SELECTED EXTRACT —
Introduction to query files

Overview

Queries are programs written with CodeQL. They are designed to highlight issues related to the security, correctness, maintainability, and readability of a code base. You can also write custom queries to find specific issues relevant to your own project. Three important types of query are:

  • Alert queries: queries that highlight issues in specific locations in your code.
  • Path queries: queries that describe the flow of information between a source and a sink in your code.
  • Metric queries: queries that compute statistics for your code.

You can add custom queries to custom query packs to analyze your projects in LGTM, use them to analyze a project using the command-line tools, or you can contribute to the standard CodeQL queries in our open source repository on GitHub.

Note

Only the results generated by alert and path queries are displayed on LGTM. You can display the results generated by metric queries by running them against your project in the query console on LGTM or in QL for Eclipse. You can explore the paths generated by path queries directly in LGTM and the path explorer view in QL for Eclipse.

WHAT YOU HAVE TO DO — Return, word for word, the stretch of the introduction to CodeQL query files from "Introduction to query" through "for your code.".

Rows taken from a pointing dataset
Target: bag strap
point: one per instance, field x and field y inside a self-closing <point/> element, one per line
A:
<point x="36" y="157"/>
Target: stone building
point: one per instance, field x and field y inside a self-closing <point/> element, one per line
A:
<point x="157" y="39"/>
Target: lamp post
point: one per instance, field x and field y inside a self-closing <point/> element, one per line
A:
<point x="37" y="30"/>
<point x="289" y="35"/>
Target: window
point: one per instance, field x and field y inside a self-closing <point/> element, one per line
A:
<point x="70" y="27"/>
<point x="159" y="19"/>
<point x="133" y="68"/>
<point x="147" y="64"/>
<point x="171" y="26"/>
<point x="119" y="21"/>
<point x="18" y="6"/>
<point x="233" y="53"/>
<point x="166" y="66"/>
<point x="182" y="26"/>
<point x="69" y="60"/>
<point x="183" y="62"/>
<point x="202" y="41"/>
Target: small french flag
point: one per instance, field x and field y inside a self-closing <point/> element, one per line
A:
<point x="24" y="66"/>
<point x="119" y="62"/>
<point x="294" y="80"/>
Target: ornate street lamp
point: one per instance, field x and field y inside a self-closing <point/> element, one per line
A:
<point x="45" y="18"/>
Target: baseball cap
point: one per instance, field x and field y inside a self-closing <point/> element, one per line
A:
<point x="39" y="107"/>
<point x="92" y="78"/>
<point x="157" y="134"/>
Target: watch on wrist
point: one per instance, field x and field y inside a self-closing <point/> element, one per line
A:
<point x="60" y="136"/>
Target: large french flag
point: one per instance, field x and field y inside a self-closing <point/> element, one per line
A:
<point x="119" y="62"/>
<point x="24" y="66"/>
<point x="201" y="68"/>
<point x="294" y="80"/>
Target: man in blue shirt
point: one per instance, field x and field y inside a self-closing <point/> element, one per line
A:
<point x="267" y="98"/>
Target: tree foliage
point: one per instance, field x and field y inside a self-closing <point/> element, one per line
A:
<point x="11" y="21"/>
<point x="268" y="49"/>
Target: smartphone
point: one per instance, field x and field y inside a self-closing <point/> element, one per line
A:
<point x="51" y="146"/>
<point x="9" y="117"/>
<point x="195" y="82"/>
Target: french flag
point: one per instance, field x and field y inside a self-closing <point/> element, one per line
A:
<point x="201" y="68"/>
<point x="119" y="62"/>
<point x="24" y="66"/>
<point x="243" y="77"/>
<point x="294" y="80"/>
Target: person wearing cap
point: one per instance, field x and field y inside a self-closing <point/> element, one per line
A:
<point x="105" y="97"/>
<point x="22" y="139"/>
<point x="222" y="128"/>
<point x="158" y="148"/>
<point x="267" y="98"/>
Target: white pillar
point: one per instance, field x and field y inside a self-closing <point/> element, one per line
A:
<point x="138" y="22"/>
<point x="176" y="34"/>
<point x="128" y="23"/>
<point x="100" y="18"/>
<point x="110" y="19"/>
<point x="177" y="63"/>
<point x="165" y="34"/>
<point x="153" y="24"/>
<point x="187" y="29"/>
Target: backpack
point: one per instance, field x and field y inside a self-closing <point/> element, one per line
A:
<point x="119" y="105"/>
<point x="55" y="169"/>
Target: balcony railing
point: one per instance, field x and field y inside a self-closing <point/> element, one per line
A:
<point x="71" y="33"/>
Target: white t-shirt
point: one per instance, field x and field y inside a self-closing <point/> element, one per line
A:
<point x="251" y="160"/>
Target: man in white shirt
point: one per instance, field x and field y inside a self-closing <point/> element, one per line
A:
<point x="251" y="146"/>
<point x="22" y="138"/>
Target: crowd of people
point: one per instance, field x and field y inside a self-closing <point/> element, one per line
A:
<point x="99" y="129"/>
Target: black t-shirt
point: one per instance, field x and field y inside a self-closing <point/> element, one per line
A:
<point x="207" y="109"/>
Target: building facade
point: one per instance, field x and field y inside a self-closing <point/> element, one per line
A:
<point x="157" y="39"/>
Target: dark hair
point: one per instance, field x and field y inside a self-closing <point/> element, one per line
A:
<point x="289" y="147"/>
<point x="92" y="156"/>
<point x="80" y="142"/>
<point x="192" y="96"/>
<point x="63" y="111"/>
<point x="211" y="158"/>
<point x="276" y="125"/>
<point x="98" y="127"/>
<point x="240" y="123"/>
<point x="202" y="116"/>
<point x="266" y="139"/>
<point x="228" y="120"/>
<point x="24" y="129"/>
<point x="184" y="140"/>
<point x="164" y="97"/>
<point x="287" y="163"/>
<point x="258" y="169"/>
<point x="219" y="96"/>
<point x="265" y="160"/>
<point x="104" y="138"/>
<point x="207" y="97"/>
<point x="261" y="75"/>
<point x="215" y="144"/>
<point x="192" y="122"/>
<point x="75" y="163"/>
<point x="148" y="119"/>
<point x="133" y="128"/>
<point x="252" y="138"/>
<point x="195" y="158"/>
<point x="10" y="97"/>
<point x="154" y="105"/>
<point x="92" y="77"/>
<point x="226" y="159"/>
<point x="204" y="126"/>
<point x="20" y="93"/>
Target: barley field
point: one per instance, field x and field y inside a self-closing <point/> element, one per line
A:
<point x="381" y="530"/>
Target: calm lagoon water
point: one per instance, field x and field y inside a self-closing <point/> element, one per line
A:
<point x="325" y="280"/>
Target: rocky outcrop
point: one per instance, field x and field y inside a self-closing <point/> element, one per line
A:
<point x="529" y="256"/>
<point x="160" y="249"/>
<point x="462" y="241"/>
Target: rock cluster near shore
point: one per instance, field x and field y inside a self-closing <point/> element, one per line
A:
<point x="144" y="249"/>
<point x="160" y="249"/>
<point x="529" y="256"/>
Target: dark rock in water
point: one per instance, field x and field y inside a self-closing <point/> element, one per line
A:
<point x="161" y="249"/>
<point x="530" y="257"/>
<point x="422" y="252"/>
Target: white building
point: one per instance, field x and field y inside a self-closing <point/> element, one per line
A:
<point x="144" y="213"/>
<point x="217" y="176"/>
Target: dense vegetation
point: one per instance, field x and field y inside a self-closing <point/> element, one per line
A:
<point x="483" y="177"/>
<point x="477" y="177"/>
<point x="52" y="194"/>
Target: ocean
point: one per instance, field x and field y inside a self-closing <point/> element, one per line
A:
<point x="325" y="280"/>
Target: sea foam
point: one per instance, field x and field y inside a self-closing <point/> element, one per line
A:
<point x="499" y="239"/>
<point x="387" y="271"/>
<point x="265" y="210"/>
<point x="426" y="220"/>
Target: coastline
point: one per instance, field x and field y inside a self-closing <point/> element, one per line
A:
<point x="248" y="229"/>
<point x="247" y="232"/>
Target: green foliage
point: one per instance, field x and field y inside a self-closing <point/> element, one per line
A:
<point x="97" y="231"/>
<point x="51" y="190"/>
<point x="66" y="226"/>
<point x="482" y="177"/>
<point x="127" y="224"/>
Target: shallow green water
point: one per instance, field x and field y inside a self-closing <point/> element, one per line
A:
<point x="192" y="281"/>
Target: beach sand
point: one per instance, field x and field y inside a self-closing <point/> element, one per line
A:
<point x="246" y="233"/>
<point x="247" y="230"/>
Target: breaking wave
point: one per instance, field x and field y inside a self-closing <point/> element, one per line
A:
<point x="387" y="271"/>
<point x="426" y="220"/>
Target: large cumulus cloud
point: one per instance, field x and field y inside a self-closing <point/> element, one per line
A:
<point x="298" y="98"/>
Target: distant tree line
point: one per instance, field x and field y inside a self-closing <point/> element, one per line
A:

PROBLEM SOLUTION —
Introduction to query files

Overview

Queries are programs written with CodeQL. They are designed to highlight issues related to the security, correctness, maintainability, and readability of a code base. You can also write custom queries to find specific issues relevant to your own project. Three important types of query are:

  • Alert queries: queries that highlight issues in specific locations in your code.
  • Path queries: queries that describe the flow of information between a source and a sink in your code.
  • Metric queries: queries that compute statistics for your code.